■ TEXT UNDER STUDY
========
Silence is Golden

By David Trice 

Originally printed in the SEPTEMBER-OCTOBER 2006 issue of Quest magazine. 
Citation: Trice, David. "Silence is Golden." Quest  94.5 (SEPTEMBER-OCTOBER 2006):192-193.

And he called the multitude, and said unto them, Hear, and understand: Not that which goeth into the mouth defileth a man; but that which cometh out of the mouth, this defileth a man.

—Matthew 15:10

The noises of machines, automobiles, construction sites, aircraft engines, cell phones, radios, computers, televisions, and so on, are inescapable aspects of modern life and the outer world. But this cacophony of roaring, grating, droning, and piercing sounds takes a toll on us. It affects our personalities and our ability to access the inner planes, making it difficult for us to contact and align with the soul and the One life.

Noise pollution is an obstacle on our path. Like the illusions and desires that mislead us, it blocks us from that sacred place of silence and keeps our impressionable minds identified with what we see and hear in the outer world. How often does a song you heard, a game you played, or a visual image you have seen keep repeating itself over and over again in your mind's eye? As H. P. Blavatsky (HPB) wrote in The Voice of the Silence, "The Mind is the great Slayer of the Real."

There are very good reasons for cultivating the silence in our lives. In volume one of The Secret Doctrine, HPB eludes to the power of silence to conserve energy:

We call it the One manifested life—itself a reflection of the Absolute . . .
The latter must never be mentioned in words or speech LEST IT SHOULD TAKE AWAY SOME OF OUR SPIRITUAL ENERGIES THAT ASPIRE towards ITS state, gravitating ever onward unto IT spiritually, as the whole physical universe gravitates towards ITS manifested centre—cosmically." (290)
========
■ STUDY QUESTIONS
a) List every source of noise that the essay on silence names in its opening sentence about modern life.
b) Reproduce the essay on silence starting with "The noises of" and going on through "the One life.", substituting "din" for "cacophony".
The material after this point has nothing to do with the essay on silence.

■ SOURCE MATERIAL
========
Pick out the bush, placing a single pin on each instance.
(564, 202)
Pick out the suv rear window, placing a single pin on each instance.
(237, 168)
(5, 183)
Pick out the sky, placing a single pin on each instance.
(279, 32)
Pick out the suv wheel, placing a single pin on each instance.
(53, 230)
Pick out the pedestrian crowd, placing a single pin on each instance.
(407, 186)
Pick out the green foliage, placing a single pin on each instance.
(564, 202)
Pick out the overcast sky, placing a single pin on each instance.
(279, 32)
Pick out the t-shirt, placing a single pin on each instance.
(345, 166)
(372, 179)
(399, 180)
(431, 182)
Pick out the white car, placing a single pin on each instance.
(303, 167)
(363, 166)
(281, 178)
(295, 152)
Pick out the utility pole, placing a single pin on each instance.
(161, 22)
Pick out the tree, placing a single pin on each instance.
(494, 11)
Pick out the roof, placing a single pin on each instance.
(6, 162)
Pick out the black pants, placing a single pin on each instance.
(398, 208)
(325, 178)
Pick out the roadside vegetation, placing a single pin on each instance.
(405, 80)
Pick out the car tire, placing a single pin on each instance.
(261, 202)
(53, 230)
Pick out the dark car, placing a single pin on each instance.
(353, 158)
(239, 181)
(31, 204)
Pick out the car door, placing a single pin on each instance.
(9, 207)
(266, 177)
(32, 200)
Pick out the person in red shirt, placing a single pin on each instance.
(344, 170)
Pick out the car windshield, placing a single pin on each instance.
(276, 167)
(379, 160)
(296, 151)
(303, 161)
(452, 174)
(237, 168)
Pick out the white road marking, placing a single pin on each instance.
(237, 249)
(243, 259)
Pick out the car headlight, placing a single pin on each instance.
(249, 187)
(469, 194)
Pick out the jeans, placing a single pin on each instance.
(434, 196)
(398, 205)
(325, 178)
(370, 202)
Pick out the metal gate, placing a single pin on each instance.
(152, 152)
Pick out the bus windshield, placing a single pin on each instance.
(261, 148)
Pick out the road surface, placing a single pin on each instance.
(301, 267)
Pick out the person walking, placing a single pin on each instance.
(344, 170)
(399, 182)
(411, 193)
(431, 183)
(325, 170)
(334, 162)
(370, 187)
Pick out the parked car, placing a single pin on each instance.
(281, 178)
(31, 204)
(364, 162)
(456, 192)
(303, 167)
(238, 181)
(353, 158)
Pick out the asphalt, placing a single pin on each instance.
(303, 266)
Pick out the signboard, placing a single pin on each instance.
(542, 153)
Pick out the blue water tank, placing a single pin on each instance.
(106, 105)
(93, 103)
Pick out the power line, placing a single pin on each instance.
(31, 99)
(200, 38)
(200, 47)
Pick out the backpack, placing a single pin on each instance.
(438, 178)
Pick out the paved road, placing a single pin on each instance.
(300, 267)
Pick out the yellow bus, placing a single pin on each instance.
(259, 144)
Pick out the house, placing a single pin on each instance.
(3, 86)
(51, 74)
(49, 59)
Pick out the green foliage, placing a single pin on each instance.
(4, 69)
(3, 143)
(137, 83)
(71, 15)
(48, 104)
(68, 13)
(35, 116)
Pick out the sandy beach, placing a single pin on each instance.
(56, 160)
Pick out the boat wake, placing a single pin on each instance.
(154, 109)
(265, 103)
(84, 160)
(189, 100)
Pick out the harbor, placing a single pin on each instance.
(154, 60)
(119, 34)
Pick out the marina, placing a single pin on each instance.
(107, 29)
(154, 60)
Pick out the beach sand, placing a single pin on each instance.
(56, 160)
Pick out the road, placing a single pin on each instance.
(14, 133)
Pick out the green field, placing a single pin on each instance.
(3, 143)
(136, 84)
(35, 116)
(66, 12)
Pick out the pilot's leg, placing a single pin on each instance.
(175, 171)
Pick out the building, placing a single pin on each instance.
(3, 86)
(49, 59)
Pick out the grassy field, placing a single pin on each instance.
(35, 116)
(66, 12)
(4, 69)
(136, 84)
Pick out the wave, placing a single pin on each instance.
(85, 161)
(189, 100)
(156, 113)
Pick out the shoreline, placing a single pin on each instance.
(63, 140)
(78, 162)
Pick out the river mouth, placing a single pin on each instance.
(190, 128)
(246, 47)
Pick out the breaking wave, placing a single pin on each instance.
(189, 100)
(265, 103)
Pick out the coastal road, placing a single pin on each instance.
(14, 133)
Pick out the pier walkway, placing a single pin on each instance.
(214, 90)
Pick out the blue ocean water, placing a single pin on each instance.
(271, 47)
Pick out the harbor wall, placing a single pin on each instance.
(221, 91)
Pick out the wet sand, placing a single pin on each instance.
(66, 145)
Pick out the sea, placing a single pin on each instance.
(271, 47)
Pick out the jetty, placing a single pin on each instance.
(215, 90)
========
■ ANSWERS BELOW
a) machines, automobiles, construction sites, aircraft engines, cell phones, radios, computers, televisions

b)
The noises of machines, automobiles, construction sites, aircraft engines, cell phones, radios, computers, televisions, and so on, are inescapable aspects of modern life and the outer world. But this din of roaring, grating, droning, and piercing sounds takes a toll on us. It affects our personalities and our ability to access the inner planes, making it difficult for us to contact and align with the soul and the One life.